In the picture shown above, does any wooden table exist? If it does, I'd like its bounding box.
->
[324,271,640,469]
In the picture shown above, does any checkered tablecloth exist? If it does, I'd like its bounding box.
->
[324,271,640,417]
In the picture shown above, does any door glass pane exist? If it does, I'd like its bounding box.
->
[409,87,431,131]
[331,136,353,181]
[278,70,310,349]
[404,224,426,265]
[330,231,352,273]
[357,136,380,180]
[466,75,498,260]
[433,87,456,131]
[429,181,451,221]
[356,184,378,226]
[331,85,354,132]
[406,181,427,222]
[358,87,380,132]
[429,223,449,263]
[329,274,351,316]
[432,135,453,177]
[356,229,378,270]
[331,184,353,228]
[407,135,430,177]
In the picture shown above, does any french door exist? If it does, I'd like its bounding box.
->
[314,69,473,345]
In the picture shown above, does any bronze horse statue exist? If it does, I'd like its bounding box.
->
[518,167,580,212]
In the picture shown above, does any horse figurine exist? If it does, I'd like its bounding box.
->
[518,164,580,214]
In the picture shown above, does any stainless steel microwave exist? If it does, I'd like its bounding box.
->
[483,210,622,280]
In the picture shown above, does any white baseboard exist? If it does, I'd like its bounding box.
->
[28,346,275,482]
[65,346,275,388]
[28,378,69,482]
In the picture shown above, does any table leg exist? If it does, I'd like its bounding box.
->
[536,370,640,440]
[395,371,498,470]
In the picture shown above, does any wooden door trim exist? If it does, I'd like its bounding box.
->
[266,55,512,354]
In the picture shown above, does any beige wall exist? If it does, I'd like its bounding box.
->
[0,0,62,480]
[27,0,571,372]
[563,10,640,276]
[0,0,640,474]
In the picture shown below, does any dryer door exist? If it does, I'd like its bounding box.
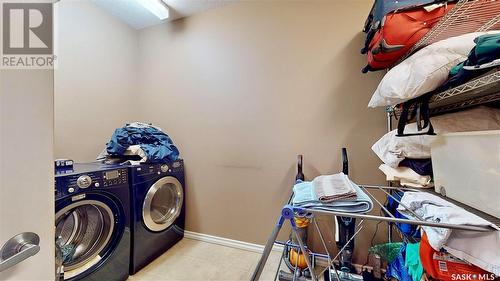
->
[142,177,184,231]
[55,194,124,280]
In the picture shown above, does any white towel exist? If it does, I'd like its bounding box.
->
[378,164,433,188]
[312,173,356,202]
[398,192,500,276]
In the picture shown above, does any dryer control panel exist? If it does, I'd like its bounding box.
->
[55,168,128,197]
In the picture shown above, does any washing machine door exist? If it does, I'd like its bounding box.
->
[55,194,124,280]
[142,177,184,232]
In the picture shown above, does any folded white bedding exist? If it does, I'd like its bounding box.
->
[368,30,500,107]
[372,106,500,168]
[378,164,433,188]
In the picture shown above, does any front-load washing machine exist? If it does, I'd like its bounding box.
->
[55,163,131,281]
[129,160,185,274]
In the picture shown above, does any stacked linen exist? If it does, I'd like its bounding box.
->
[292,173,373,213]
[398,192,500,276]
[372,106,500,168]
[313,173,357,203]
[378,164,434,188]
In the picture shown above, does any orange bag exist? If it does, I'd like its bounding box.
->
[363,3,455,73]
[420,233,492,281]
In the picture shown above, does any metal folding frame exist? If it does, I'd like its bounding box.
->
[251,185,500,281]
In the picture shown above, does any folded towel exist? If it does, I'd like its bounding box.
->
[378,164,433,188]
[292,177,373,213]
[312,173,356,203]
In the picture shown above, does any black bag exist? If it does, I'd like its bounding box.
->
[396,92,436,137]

______________________________

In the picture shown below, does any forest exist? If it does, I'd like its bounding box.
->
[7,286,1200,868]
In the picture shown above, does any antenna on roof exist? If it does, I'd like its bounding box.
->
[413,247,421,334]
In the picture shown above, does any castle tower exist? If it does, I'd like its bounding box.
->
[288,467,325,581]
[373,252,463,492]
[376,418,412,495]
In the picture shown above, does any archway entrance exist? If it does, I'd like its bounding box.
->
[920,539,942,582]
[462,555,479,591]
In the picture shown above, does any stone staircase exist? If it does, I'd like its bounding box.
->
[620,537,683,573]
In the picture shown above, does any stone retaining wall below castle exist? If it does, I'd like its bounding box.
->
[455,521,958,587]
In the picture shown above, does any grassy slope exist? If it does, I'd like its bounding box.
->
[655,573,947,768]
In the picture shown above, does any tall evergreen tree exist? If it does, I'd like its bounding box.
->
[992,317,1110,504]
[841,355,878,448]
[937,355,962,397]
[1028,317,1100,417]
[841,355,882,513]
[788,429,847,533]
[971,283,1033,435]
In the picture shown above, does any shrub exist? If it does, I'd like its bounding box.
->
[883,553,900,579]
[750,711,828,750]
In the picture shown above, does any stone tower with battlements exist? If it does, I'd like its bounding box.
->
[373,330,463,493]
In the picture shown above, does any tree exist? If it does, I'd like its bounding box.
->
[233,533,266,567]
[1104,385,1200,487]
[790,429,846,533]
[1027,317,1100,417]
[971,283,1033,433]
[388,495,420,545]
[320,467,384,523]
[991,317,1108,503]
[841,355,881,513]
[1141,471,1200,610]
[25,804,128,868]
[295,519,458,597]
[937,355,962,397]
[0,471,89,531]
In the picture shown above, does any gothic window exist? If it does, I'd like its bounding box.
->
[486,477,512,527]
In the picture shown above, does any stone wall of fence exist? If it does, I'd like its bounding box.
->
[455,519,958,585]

______________________________

YOUR OBJECTIVE: Can you rewrite the stretch of the listing above, from the line containing "In the picture shown above, does any stone retaining" through the line containing "[373,330,463,493]", as a Markdown table with the columns Row and Content, leaving out any blank lines?

EXERCISE SOLUTION:
| Row | Content |
|---|---|
| 1 | In the picture shown above, does any stone retaining wall below castle exist? If it does, I'd like its bounding box. |
| 2 | -> |
| 3 | [455,521,958,587] |
| 4 | In the picture shown above, does any grassy slope exist? If it does, I'd like its bounding box. |
| 5 | -> |
| 6 | [655,573,947,768] |
| 7 | In the picture shown above, does any tall evergreen tree exist? If it does, I'd like its bounding box. |
| 8 | -> |
| 9 | [992,317,1110,504] |
| 10 | [841,355,878,448] |
| 11 | [937,355,962,397] |
| 12 | [1028,317,1100,417] |
| 13 | [841,355,882,513] |
| 14 | [788,429,847,533] |
| 15 | [971,283,1033,435] |
| 16 | In the picture shown above, does any shrub exist? If it does, I'd like its bounding box. |
| 17 | -> |
| 18 | [883,553,900,579] |
| 19 | [750,711,828,750] |
| 20 | In the picture shown above, does any stone tower with battlements exist? If it does, I'd like its bounding box. |
| 21 | -> |
| 22 | [373,330,463,493] |